- Task to carry out:
Reproduce the following data line for line, without any changes, and omit the pictures from your answer.

[Some data]
□ □ □ □ □

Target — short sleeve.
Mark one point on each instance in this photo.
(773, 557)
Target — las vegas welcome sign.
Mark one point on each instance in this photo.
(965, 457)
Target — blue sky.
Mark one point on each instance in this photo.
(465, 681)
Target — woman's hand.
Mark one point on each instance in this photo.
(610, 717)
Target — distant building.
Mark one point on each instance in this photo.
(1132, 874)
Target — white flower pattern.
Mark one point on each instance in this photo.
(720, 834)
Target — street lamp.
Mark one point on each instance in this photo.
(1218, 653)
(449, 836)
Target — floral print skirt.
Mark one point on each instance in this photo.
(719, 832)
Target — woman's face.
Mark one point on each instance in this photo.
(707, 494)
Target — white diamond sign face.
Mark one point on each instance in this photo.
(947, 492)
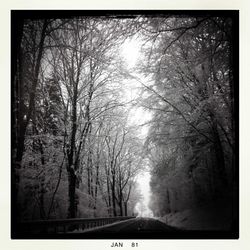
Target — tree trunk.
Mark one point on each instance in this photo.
(113, 195)
(72, 210)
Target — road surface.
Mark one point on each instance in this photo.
(134, 228)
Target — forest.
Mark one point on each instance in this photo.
(75, 153)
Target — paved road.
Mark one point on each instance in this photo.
(134, 228)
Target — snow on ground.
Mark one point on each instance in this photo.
(205, 218)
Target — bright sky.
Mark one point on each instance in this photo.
(131, 53)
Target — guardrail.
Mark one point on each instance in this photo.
(66, 226)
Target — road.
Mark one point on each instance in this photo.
(134, 228)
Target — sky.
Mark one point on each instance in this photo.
(130, 51)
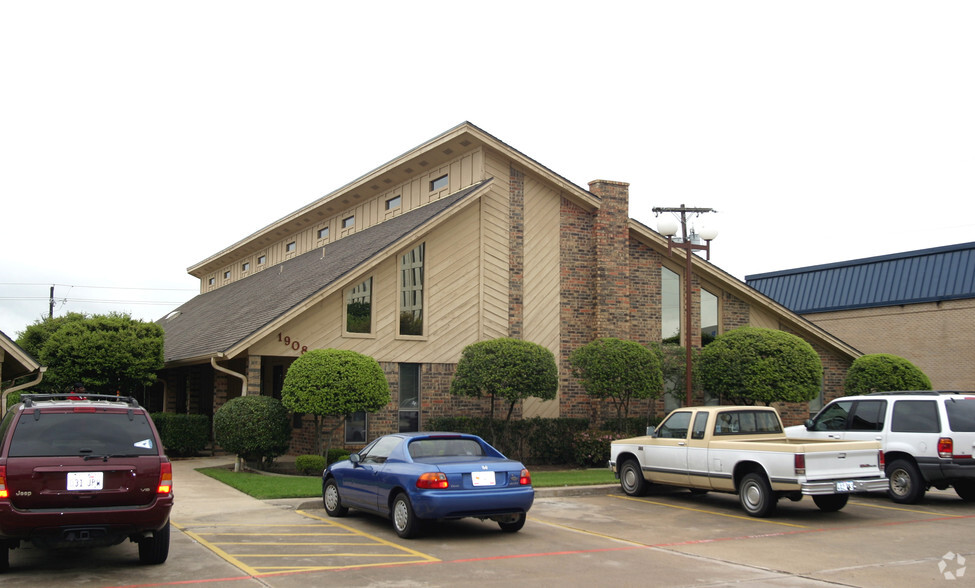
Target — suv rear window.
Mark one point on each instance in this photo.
(961, 414)
(915, 416)
(97, 434)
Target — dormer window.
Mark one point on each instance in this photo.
(438, 183)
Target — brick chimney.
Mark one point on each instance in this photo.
(612, 259)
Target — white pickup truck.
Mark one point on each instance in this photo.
(743, 450)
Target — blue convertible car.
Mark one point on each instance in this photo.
(413, 477)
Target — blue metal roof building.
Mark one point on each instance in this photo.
(926, 275)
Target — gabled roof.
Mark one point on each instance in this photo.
(745, 292)
(16, 361)
(228, 318)
(925, 275)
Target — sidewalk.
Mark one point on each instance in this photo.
(199, 496)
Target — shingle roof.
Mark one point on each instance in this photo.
(926, 275)
(220, 319)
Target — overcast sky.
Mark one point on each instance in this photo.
(138, 138)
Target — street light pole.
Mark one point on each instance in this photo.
(668, 229)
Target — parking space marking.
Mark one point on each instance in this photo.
(330, 544)
(720, 514)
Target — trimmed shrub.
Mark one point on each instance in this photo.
(310, 464)
(881, 372)
(183, 435)
(253, 427)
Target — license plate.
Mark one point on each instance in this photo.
(83, 481)
(483, 478)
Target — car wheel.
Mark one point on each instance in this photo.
(405, 522)
(965, 490)
(631, 478)
(154, 550)
(332, 500)
(906, 483)
(755, 495)
(513, 526)
(831, 502)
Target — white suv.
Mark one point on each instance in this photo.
(928, 437)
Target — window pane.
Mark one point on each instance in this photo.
(709, 317)
(411, 292)
(669, 306)
(358, 308)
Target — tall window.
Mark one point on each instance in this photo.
(669, 307)
(411, 292)
(409, 397)
(358, 308)
(709, 317)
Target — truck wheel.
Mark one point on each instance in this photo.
(755, 495)
(332, 501)
(831, 502)
(631, 478)
(154, 550)
(906, 483)
(965, 490)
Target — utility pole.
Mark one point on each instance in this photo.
(669, 229)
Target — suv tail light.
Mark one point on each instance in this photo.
(945, 447)
(165, 478)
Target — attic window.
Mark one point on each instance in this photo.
(438, 183)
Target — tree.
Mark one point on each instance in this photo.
(881, 372)
(253, 427)
(751, 365)
(618, 370)
(107, 353)
(334, 382)
(506, 369)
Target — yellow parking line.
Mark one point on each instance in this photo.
(399, 554)
(720, 514)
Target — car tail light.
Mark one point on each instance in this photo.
(433, 481)
(945, 447)
(165, 478)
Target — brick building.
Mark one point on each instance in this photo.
(916, 304)
(459, 240)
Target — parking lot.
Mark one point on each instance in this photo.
(669, 537)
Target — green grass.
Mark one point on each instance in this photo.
(267, 487)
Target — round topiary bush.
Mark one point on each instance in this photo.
(881, 372)
(253, 427)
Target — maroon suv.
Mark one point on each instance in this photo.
(83, 472)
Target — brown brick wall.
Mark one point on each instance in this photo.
(934, 336)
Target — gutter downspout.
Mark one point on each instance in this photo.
(24, 386)
(243, 392)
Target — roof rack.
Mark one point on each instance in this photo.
(917, 392)
(30, 399)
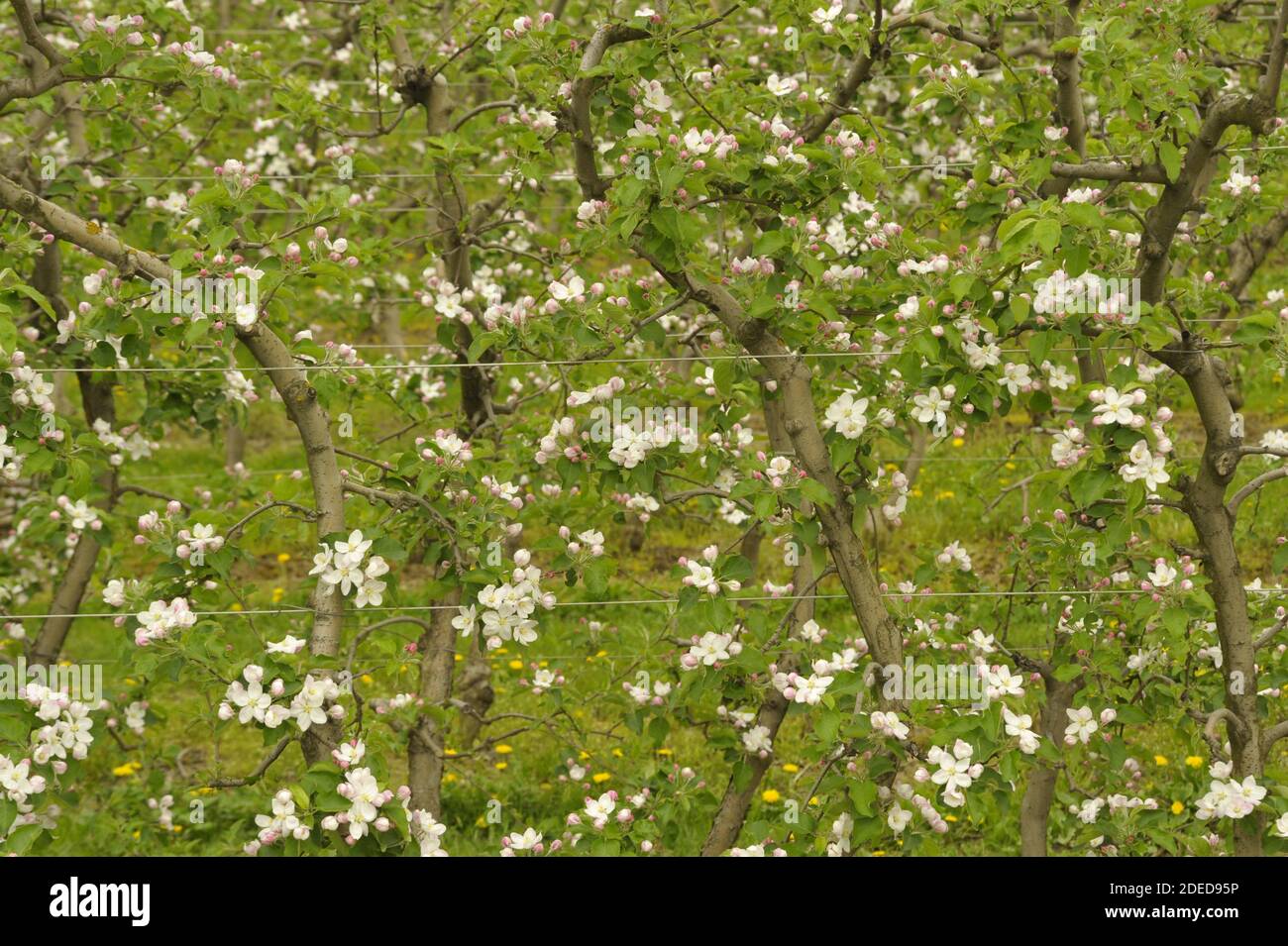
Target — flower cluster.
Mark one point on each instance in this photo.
(161, 618)
(507, 607)
(343, 567)
(312, 705)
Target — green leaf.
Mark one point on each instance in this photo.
(1170, 158)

□ □ □ □ □

- Response to this task:
Target — short sleeve.
Mark one point on each instance in this photo.
(773, 557)
Target — las vegas welcome sign.
Mark one point on each instance in this photo.
(965, 457)
Target — blue sky.
Mark one point on each instance in this photo.
(465, 681)
Target — woman's hand.
Mark one point on each instance in this photo.
(610, 717)
Target — distant building.
Mark one point on each instance in this photo.
(1132, 874)
Target — white flower pattern.
Mark one point on each instance in this photo.
(720, 834)
Target — street lamp.
Mark one point on each instance in this photo.
(1218, 653)
(449, 836)
Target — floral print skirt.
Mark one point on each instance in this photo.
(719, 832)
Target — woman's face.
Mark one point on each instance in this photo.
(707, 494)
Target — white diamond sign face.
Mark one point on each instance in this photo.
(947, 492)
Target — tree trunk.
Mark one point on each instance in this photo.
(113, 195)
(72, 210)
Target — road surface.
Mark one point on each instance in this photo.
(134, 228)
Target — forest.
Mark one point on each instance in this photo.
(75, 153)
Target — paved road.
Mark one point on each instance in this photo.
(134, 228)
Target — snow on ground.
Mark one point on each instance in this photo.
(205, 218)
Target — bright sky.
Mark one point on each instance in this photo.
(131, 53)
Target — guardrail.
Mark one point on each instance in this photo.
(66, 226)
Target — road.
Mark one point on each instance in this photo.
(134, 228)
Target — sky.
Mark one point on each instance in this photo.
(130, 51)
Target — suv rear window.
Mark one point on each instance in this photo.
(961, 414)
(915, 416)
(97, 434)
Target — dormer window.
Mark one point on each instance in this photo.
(438, 183)
Target — brick chimney.
Mark one point on each instance in this photo.
(612, 259)
Target — white pickup truck.
Mark one point on each instance in this photo.
(743, 450)
Target — blue convertible car.
Mark one point on each instance in this photo.
(413, 477)
Target — blue metal roof building.
Mark one point on each instance in this photo.
(926, 275)
Target — gabled roof.
Mark one point on each instance in this photo.
(745, 292)
(16, 361)
(228, 318)
(925, 275)
Target — sidewalk.
Mark one point on each instance in this photo.
(199, 496)
Target — shingle roof.
Mark one point on each instance in this photo.
(926, 275)
(220, 319)
Target — overcast sky.
Mark one point on each instance in this photo.
(138, 138)
Target — street light pole.
Mark one point on each instance in this photo.
(668, 229)
Target — parking space marking.
Mark one point on each instance in this photo.
(330, 544)
(720, 514)
Target — trimmed shrub.
Mark one point on each instance in this photo.
(310, 464)
(881, 372)
(183, 435)
(253, 427)
Target — license plate.
Mark one point on each instance in this photo.
(83, 481)
(483, 478)
Target — car wheel.
Mark one point on each instance in this photo.
(405, 522)
(965, 490)
(631, 478)
(154, 550)
(332, 500)
(906, 483)
(755, 495)
(513, 526)
(831, 502)
Target — white suv.
Mark one point on each instance in this photo.
(928, 437)
Target — window pane.
Mark one point on each instance in this photo.
(709, 317)
(411, 292)
(669, 306)
(358, 308)
Target — tall window.
Mark one point on each instance in this photo.
(669, 307)
(411, 292)
(409, 397)
(358, 308)
(709, 317)
Target — truck wheel.
Mark one point on each instance in this photo.
(755, 495)
(332, 501)
(831, 502)
(631, 478)
(154, 550)
(906, 483)
(965, 490)
Target — utility pole.
Mark one point on each instance in this photo.
(669, 229)
Target — suv tail light.
Mark one point on each instance in this photo.
(945, 447)
(165, 478)
Target — attic window.
Mark one point on each instance in this photo.
(438, 183)
Target — tree.
Mark one point on each instance in this photo.
(881, 372)
(253, 427)
(751, 365)
(618, 370)
(107, 353)
(334, 382)
(506, 369)
Target — yellow parking line.
Mark one point on each instance in this photo.
(399, 554)
(720, 514)
Target — car tail light.
Mark one point on each instance in this photo.
(433, 481)
(945, 447)
(165, 478)
Target — brick building.
Mark one point on each instance in this photo.
(916, 304)
(459, 240)
Target — parking lot.
Mark one point on each instance in this photo.
(669, 537)
Target — green grass.
Mark one point on each instance in this photo.
(267, 487)
Target — round topiary bush.
Mark one point on each instance in this photo.
(881, 372)
(253, 427)
Target — maroon suv.
Mark one point on each instance in this photo.
(83, 472)
Target — brown brick wall.
Mark one point on each instance in this photo.
(934, 336)
Target — gutter downspout.
Mark one point on each instance in this photo.
(24, 386)
(243, 392)
Target — roof rack.
Mark one point on each instance in this photo.
(917, 392)
(30, 399)
Target — flower cluster.
Mark one point on each instance in this photo.
(161, 618)
(507, 607)
(343, 567)
(312, 705)
Target — green leaf.
Mark one point on each instance in this photo.
(1170, 158)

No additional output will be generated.